— Excerpted passage —
--- Start ---

Century Marks: Voices of 2006

December 26, 2006
© Aislin, the Montreal Gazette

“Jesus was quite serious when he said that God was our father, that we belonged all to one family, because in this family all, not some, are insiders. Bush, bin Laden, all belong, gay, lesbian, so-called straight—all belong and are loved, are precious.”

—Retired Anglican archbishop Desmond Tutu of South Africa, addressing the Ninth Assembly of the World Council of Churches in Brazil

“The most shocking thing for me was to work hard for several hours, raise up my head, look around and realize how little we accomplished. There is an awesome need for people to come to Louisiana as work teams. The need will go on for years.”

—United Methodist bishop Tom Bickerton, about the continuing needs in Louisiana after getting a firsthand view of hurricane damage

“It is certainly not in keeping with my understanding of the scriptures because this bill would literally criminalize the Good Samaritan and probably even Jesus himself.”

—Senator Hillary Rodham Clinton (D., N.Y.), speaking out against a House bill that would impose criminal penalties on those who assist undocumented immigrants

“Our Torah explicitly commands us, ‘Thou shall not stand idle while thy neighbor bleeds.’ This country must take the lead. Stopping genocide is not a Democratic or Republican issue. It is a moral issue.”

--- End ---

— Data listing —

--- Start ---

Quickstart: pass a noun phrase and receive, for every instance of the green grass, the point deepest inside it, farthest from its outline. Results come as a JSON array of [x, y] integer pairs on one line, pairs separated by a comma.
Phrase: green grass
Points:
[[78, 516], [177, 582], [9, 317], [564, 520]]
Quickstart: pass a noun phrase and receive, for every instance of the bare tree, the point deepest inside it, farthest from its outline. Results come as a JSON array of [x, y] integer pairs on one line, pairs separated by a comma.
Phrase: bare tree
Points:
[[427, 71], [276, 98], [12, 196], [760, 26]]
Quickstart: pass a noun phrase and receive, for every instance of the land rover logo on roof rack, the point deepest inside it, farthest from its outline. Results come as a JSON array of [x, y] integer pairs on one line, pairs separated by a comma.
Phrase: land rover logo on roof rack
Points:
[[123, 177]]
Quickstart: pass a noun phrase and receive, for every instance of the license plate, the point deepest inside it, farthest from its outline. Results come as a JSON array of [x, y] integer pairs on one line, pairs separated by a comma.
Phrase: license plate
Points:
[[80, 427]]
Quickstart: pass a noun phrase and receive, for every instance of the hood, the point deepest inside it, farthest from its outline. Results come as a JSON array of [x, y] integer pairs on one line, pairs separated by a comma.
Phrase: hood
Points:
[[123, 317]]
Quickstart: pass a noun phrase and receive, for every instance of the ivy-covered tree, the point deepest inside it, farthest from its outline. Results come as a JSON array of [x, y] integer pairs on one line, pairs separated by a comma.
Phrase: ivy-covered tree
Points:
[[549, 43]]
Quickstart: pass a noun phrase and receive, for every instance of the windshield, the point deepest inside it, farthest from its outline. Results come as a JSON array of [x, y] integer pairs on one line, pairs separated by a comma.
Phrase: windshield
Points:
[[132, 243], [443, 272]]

--- End ---
--- Start ---

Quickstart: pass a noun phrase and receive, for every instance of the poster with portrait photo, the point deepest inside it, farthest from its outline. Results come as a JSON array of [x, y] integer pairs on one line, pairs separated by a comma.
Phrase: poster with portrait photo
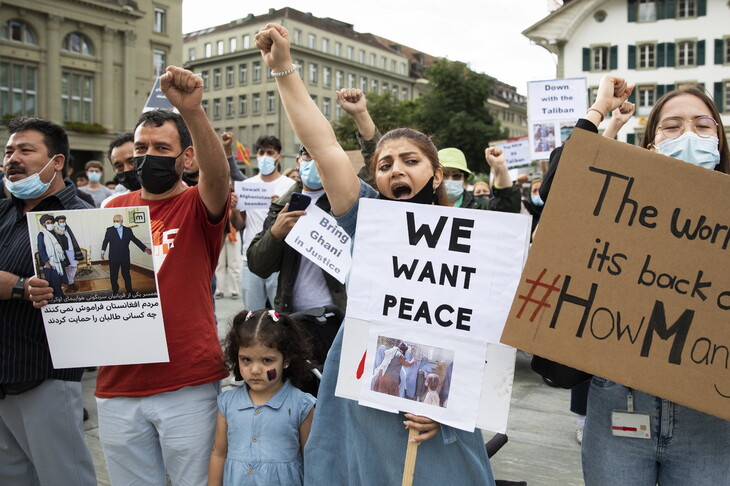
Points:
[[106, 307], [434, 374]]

--- End ---

— Stated goal A —
Reproduce the part of the listing that opens with the line containing "of the green" and closes with the line containing "[[78, 516], [177, 582], [9, 317], [564, 520]]", and give only those lines. Multiply every point coordinate in the answer by 0.75 and round to whole numbers, with halves rounding up.
— Stated goal B —
Please carry on the 2006 quotations collection from the point where it stops.
The listing has nothing to do with the 2006 quotations collection.

— Task response A —
Quickstart: pass a noun phrase and receive, for every instance of the green grass, the point deepest inside it, farthest from its outline. Results come as a JSON array of [x, y] integer pairs on one line, pairs separated by a comma.
Phrase: green grass
Points:
[[59, 387], [133, 437], [7, 238], [423, 390]]

— Task response B —
—Rabbi Robert Levine, president of the New York Board of Rabbis, urging stronger action to end genocide in Darfur, Sudan

“I have been told that Your Excellency follows the teachings of Jesus . . . and believes in the divine promise of the rule of the righteous on Earth. If Prophet Abraham, Isaac, Jacob, Ishmael, Joseph or Jesus Christ . . . were with us today, how would they have judged such behavior?”

—Iranian president Mahmoud Ahmadinejad, in a letter to President Bush challenging him to follow Jesus’ teachings more closely

“If some in this church feel wounded by recent decisions, then our salvation or health as a body is at some hazard, and it becomes the duty of all of us to seek healing and wholeness.”

Katharine Jefferts Schori, the first woman chosen as Episcopal presiding bishop, referring to Episcopal controversies about the ordination of gay bishops and the blessing of same-sex unions

“Occasional drop-bys and clunky dropping of biblical references aren’t going to do the trick. These voters weren’t born again yesterday.”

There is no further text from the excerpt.